▶ _Task goal_:
Reproduce the material below word for word, leaving out the pictures.

▶ _Data_:
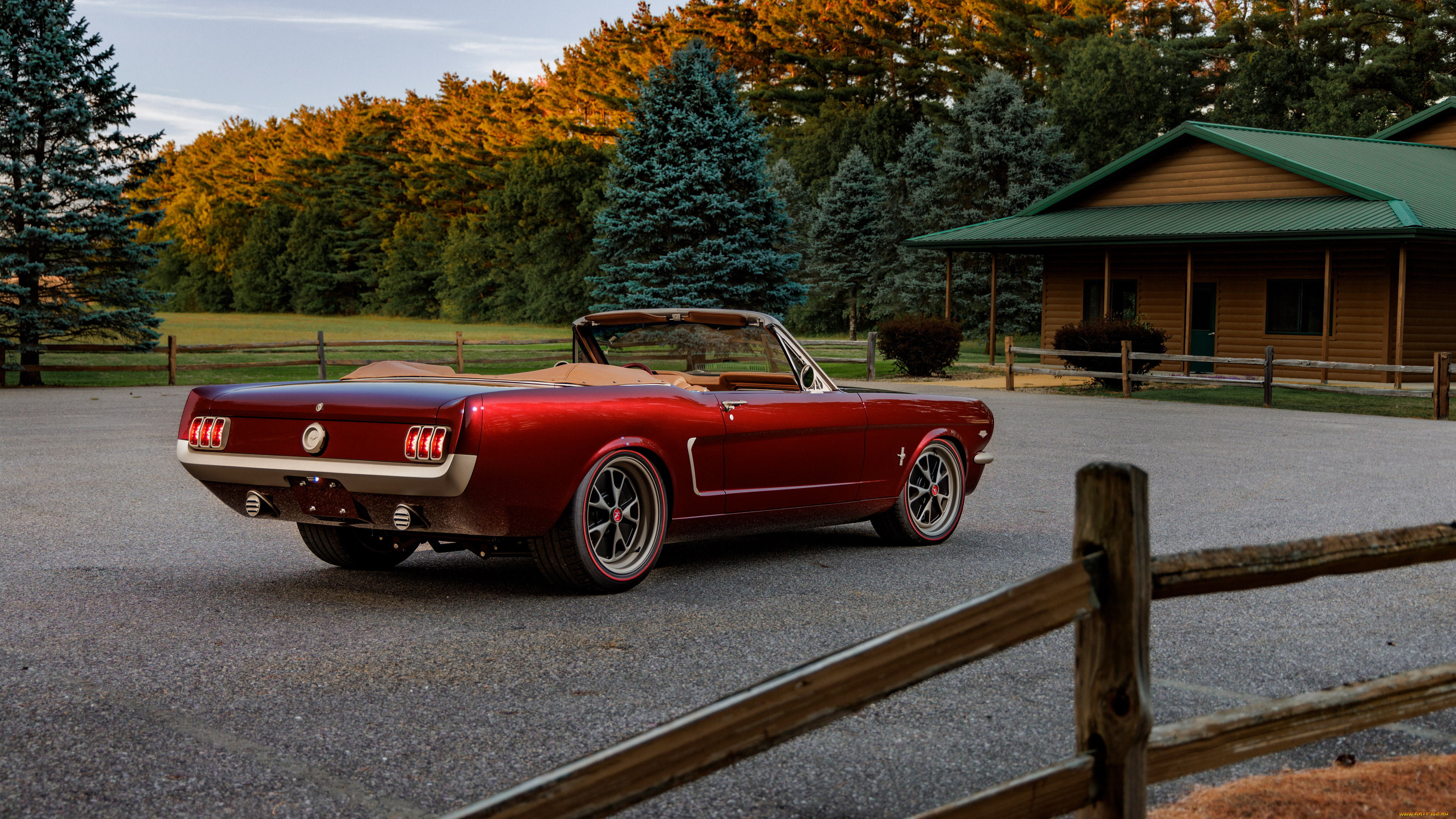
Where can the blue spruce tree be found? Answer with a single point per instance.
(848, 250)
(71, 264)
(691, 218)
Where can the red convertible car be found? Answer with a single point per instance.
(664, 426)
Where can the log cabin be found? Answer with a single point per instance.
(1234, 240)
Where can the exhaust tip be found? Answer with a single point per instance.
(260, 505)
(408, 518)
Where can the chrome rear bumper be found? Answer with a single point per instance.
(375, 477)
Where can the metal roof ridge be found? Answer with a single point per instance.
(1384, 135)
(1371, 139)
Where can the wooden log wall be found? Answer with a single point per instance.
(1362, 331)
(1199, 173)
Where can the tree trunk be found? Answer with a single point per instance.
(30, 336)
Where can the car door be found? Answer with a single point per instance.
(788, 449)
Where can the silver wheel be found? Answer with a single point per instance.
(934, 493)
(622, 516)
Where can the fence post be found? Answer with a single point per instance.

▶ _Complete response_:
Where can the blue spruce tree be found? Answer with a single point per instance.
(848, 250)
(71, 264)
(691, 218)
Where can the red convertible car be found? Answer with a single point per instance.
(664, 426)
Where can the log cabin be found? Answer with a single point per instance.
(1234, 240)
Where can the exhaust tip be found? Answer with a single point per instance.
(260, 505)
(408, 518)
Where can the chrome rear bumper be found? Answer with a single point per instance.
(375, 477)
Where can the metal roof ridge be found? Answer with a single point per instance.
(1384, 135)
(1371, 139)
Where can the wooden log wall be found? Answer with a single point per instance.
(1362, 331)
(1199, 173)
Where can the tree trunk be found? Answer with a single point per instance.
(30, 336)
Where can the car door be found? Answer with a single point per instance.
(788, 449)
Where can the silver wheel be found? Answer with a single point per instance.
(934, 493)
(622, 516)
Where can the fence post be found? Answer with a single point per instance.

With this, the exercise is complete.